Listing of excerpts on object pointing
>>>>>

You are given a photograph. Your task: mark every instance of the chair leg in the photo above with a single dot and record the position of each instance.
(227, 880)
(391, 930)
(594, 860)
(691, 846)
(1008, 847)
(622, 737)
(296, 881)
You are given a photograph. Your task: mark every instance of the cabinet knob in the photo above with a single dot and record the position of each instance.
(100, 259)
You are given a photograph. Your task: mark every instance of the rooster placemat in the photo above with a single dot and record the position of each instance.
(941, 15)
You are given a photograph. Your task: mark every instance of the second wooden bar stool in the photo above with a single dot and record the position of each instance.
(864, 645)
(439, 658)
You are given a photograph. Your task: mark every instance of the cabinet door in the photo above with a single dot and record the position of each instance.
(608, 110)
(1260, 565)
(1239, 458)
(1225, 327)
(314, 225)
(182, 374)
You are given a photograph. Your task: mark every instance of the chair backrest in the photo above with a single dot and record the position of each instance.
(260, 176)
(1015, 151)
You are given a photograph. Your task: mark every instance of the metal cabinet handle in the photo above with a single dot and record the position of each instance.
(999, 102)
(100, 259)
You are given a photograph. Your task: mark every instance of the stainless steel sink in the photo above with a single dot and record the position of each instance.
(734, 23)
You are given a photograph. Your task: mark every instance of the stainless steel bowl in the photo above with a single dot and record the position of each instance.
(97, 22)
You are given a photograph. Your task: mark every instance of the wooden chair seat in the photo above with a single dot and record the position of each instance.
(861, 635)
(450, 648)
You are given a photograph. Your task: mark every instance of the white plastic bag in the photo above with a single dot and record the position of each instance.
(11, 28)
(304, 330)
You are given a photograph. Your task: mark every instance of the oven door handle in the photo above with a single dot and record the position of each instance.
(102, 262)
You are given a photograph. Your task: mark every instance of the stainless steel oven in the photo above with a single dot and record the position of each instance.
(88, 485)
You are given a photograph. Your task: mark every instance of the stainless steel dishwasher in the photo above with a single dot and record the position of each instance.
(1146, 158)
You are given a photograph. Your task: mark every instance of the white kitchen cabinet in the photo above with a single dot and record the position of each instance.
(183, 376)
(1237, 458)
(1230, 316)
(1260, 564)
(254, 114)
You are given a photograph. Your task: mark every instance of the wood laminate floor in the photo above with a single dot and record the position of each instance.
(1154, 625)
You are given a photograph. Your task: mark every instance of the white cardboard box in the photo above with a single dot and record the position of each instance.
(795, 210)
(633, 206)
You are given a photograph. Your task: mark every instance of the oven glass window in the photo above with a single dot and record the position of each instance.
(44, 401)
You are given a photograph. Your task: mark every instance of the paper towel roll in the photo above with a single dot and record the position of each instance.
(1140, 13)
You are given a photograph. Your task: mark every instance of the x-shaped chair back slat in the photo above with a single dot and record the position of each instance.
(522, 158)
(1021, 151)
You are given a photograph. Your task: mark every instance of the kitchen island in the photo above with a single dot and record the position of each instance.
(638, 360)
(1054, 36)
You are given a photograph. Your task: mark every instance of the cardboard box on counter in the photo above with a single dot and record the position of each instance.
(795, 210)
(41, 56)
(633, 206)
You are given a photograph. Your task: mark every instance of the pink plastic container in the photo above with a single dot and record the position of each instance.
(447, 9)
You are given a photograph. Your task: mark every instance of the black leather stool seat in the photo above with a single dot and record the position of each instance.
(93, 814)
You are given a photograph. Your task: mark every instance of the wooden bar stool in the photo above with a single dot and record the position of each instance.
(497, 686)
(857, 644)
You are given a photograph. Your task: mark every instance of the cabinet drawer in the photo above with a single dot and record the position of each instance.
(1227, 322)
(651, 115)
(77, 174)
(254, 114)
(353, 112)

<<<<<

Your instructions: Please format every line of the listing above as a JSON list of strings, one string per line, leaving out blank lines.

Result for this task:
[
  "You are given a photograph. Your task: mark every instance of the chair leg in the photo above with a single dot and record the position of each instance.",
  "(227, 880)",
  "(391, 930)",
  "(594, 860)",
  "(691, 846)",
  "(1008, 847)",
  "(622, 737)",
  "(296, 881)",
  "You are given a photograph. Your task: mark every instance of the cabinet knob in the photo above with a single dot and record the position of each instance.",
  "(100, 259)",
  "You are given a photograph. Your task: mark every instance of the rooster placemat in the photo above with a single dot and record the position of each instance.",
  "(941, 15)",
  "You are given a photograph. Your task: mark every instance of the second wooden bar stool in the photo above with a single dot and record the position of each instance.",
  "(864, 645)",
  "(439, 658)",
  "You are given a photograph. Your task: mark every instance of the cabinet door in the photo above with a single dot and record the position of each instance.",
  "(608, 110)",
  "(1260, 565)",
  "(1239, 458)",
  "(1225, 327)",
  "(314, 225)",
  "(182, 374)",
  "You are given a photograph. Your task: mark every instance of the chair backrest in the photo above with a single dot and record the position of each instance.",
  "(260, 176)",
  "(1015, 151)",
  "You are given a photograph. Your task: mark every instance of the metal cabinet handle in the photo above with a single dot and record the position of each instance.",
  "(999, 102)",
  "(100, 259)",
  "You are given a photograph. Your task: mark every instance of the stainless steel sink in the photo above with a single dot and record the position of each instance.",
  "(734, 23)",
  "You are given a photograph. Your task: mark every instance of the stainless steel bowl in the photo above with a single dot and record the position of each instance.",
  "(97, 22)",
  "You are given a photograph. Your task: mark every instance of the wooden chair seat in the photo above with a single dot and record the position of each instance.",
  "(861, 635)",
  "(450, 648)",
  "You are given a photograph. Your task: mark every instance of the white plastic bag in the photo above with a single dot and record the position of each instance.",
  "(11, 28)",
  "(304, 330)",
  "You are given a photograph. Your task: mark every instance of the oven door handle in the photo above with a single dot and record the position of each instance.",
  "(102, 262)",
  "You are given a photograph. Your task: mark every instance of the stainless steel oven in the photo above with a single dot and record the position of each instance.",
  "(88, 485)",
  "You are given a photograph. Your task: mark every instance of the stainless steel dishwasher in the photo above with a single dot and record the position of each instance.",
  "(1146, 158)",
  "You are given a photograph. Your task: mark every instance of the white kitchen cabinet in the photo above with a single dot and record the position of each instance.",
  "(183, 376)",
  "(1237, 458)",
  "(1230, 316)",
  "(1260, 564)",
  "(254, 114)",
  "You are given a photograph. Your task: mark every instance of the wood laminate floor in the photo above with a single dot and record the position of each instance.",
  "(1154, 625)",
  "You are given a photograph. Your task: mark every instance of the white cardboard box in the photo above with a single dot and record the position of each instance.",
  "(795, 210)",
  "(633, 206)",
  "You are given a photograph. Your task: mark every instance of the oven glass window in the photo above with a single dot and record the position of each instance.",
  "(44, 401)",
  "You are given a photograph. Your task: mark every instance of the paper towel roll in the photo above with a single dot and record the position of each instance.",
  "(1140, 13)",
  "You are given a photograph. Your task: mark every instance of the x-shaped chair back slat in the photo above with a single dot and record the position of each instance.",
  "(522, 158)",
  "(1021, 151)",
  "You are given a photograph. Your task: mark every instance of the kitchen island in the photo above with a single dot and record the position of each instance.",
  "(638, 360)",
  "(1054, 36)",
  "You are given a photograph. Your task: mark every instance of the cardboard box on counter in the photo above with a single dot and record the position of each instance.",
  "(795, 210)",
  "(41, 56)",
  "(633, 206)",
  "You are given a photograph. Your task: mark every instance of the pink plastic container in the photo above with a single dot and record the position of each instance.",
  "(447, 9)",
  "You are given a photograph. Your task: mark every instance of the black leather stool seat in the photo above with a single dot and record the position of each instance.",
  "(93, 814)",
  "You are given a photograph. Your task: mark every instance of the wooden bar stool in the photo above with a single dot and record the position of each instance.",
  "(497, 686)",
  "(857, 644)",
  "You are given a photograph. Your task: mark every instance of the cabinet drawer in the photo above with a single dot and record the position of each instance.",
  "(1227, 322)",
  "(651, 115)",
  "(77, 174)",
  "(254, 114)",
  "(353, 112)"
]